**Your instructions**
Please copy the part of the records that opens with the line containing "of the tree" and closes with the line containing "[[80, 133], [281, 120]]", keeping both end lines and changing nothing.

**Named object pointing entries**
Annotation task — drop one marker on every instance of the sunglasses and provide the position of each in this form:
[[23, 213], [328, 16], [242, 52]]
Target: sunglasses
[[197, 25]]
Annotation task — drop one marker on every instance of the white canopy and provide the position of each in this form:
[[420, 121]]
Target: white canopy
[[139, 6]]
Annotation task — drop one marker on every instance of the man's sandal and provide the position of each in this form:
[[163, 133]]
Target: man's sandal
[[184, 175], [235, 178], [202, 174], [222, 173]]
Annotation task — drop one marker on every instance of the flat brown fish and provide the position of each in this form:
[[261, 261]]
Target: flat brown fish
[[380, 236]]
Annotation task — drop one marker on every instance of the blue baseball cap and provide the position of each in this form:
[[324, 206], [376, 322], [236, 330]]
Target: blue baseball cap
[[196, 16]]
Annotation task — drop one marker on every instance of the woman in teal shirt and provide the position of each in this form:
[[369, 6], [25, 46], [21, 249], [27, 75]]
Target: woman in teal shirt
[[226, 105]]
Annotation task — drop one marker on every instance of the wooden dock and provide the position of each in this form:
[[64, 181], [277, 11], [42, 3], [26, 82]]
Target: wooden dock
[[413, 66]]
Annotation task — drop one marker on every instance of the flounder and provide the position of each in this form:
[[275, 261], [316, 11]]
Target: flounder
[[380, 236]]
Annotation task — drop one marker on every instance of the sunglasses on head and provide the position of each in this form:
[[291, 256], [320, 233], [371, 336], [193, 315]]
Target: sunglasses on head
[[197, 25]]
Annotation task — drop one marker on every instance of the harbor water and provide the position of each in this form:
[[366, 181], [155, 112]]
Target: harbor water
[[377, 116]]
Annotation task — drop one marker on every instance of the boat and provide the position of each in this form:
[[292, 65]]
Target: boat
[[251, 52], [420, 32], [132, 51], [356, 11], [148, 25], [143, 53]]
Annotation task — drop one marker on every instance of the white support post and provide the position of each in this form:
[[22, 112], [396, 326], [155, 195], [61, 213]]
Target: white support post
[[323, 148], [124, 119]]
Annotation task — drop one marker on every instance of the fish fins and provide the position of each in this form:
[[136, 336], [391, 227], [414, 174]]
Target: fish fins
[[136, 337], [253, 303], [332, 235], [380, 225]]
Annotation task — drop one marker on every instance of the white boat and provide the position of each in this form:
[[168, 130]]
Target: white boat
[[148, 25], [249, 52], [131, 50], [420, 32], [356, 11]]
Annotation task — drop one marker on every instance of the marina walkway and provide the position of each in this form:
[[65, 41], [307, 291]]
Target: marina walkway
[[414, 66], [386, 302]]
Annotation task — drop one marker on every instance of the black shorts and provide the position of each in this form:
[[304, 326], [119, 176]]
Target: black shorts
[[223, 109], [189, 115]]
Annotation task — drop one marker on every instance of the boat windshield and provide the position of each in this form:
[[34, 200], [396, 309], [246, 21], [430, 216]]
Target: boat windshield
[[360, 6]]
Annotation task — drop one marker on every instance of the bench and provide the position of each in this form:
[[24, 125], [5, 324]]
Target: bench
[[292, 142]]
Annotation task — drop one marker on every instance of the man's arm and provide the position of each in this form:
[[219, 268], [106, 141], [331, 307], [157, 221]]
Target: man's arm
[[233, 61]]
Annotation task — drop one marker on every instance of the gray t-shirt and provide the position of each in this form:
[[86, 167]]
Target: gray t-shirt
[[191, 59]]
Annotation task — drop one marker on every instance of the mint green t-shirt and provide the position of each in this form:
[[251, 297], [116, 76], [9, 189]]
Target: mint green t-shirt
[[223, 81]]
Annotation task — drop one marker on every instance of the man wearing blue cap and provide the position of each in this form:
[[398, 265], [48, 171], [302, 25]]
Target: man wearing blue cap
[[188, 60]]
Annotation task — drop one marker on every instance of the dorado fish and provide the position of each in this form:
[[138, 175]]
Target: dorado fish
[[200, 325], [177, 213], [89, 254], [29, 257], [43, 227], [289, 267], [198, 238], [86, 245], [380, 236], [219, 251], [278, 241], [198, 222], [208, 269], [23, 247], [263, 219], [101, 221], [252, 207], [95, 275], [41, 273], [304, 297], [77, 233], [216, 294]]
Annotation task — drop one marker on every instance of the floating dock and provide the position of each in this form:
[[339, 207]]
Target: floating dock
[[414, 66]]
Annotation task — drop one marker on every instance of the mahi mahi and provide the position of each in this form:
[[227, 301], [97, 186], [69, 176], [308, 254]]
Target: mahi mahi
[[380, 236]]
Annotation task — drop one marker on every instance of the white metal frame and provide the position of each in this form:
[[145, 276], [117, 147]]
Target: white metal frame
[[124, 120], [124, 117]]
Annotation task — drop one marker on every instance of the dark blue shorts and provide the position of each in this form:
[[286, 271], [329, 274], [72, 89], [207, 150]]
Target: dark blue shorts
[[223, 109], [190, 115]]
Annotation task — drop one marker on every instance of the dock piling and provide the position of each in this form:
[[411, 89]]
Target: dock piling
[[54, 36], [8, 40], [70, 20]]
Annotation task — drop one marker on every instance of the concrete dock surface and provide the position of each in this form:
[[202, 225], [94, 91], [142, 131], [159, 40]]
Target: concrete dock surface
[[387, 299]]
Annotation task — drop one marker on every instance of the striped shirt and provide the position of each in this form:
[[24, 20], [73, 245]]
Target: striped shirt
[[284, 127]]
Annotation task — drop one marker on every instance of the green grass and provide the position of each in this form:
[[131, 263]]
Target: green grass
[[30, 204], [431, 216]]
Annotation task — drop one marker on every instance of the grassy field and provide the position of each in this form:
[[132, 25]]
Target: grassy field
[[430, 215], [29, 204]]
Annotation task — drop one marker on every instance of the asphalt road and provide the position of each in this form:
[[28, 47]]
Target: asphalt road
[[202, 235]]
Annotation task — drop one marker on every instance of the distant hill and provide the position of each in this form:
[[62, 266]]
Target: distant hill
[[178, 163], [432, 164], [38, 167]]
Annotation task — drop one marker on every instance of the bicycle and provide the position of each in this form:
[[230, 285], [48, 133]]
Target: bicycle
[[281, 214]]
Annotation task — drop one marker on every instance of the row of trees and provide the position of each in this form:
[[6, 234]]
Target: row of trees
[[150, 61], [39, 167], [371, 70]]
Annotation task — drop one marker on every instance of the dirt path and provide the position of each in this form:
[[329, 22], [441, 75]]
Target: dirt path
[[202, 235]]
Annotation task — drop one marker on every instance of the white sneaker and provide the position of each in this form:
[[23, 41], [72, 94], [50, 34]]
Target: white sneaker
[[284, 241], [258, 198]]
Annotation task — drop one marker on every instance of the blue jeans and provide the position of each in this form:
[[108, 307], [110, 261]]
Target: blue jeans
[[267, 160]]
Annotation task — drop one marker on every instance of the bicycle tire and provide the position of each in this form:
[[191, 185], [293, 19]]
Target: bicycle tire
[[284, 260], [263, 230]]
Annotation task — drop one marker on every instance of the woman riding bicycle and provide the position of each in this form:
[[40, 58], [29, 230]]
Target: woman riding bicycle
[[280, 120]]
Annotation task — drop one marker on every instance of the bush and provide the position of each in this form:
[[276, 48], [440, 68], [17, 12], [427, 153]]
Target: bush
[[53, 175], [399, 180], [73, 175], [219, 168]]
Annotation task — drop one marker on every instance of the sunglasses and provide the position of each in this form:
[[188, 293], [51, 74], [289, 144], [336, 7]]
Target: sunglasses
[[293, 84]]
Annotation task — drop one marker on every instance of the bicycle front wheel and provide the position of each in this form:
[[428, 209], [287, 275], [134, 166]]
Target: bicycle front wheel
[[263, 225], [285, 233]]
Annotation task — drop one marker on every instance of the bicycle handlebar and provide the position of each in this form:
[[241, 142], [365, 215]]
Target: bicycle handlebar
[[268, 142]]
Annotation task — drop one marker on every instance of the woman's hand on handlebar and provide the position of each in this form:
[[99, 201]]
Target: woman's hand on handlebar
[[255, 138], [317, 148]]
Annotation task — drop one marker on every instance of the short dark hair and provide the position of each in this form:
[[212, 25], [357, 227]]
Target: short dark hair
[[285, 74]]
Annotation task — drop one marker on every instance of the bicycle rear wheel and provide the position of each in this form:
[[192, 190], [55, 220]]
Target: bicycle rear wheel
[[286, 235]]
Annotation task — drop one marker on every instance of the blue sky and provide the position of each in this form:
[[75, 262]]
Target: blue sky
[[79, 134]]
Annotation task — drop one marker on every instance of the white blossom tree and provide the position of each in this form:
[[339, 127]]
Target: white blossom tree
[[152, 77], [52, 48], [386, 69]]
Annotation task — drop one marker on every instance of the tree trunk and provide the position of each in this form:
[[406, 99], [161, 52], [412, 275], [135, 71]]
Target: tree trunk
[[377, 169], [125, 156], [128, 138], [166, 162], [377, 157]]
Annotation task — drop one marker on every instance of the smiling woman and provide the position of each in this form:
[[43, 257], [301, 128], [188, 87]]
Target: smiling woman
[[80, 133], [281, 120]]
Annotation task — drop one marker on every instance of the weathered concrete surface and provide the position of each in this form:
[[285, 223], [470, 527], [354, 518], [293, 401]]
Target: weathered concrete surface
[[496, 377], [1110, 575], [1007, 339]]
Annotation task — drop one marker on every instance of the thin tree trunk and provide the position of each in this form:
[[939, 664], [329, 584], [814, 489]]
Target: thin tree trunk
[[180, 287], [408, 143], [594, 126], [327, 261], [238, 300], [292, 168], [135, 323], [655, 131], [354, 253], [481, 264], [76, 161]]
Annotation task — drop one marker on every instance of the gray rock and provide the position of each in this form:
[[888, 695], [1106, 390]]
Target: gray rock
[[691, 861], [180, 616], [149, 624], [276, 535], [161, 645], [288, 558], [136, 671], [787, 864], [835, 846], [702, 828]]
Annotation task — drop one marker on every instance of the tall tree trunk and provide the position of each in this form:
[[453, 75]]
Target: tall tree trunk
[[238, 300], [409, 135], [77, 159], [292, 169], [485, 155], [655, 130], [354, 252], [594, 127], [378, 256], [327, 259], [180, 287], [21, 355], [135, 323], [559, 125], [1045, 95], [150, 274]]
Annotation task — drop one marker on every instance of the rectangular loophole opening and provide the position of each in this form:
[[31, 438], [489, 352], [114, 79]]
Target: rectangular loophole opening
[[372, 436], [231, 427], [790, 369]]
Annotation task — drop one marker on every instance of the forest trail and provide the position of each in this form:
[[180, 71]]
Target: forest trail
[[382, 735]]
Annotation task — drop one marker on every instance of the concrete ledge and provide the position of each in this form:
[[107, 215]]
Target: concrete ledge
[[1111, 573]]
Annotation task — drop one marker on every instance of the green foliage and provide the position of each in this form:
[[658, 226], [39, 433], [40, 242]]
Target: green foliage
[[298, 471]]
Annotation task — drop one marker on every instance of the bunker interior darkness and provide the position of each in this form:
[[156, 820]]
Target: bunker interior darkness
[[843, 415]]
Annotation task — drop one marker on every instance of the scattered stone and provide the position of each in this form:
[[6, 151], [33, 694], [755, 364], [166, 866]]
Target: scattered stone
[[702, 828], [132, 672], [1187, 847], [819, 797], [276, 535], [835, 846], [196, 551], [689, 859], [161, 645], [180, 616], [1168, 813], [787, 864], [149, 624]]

**Output of the task**
Annotation task — drop one marker on every instance of the tree trunk and provide the position of each in this form:
[[406, 99], [161, 52], [412, 275], [135, 71]]
Target: tree trunk
[[377, 169], [125, 156], [128, 138], [166, 162], [377, 157]]
Annotation task — drop one marker on every instance of the smiling woman and provide the position of each in this form:
[[43, 257], [301, 128], [188, 87]]
Target: smiling woman
[[80, 133], [281, 120]]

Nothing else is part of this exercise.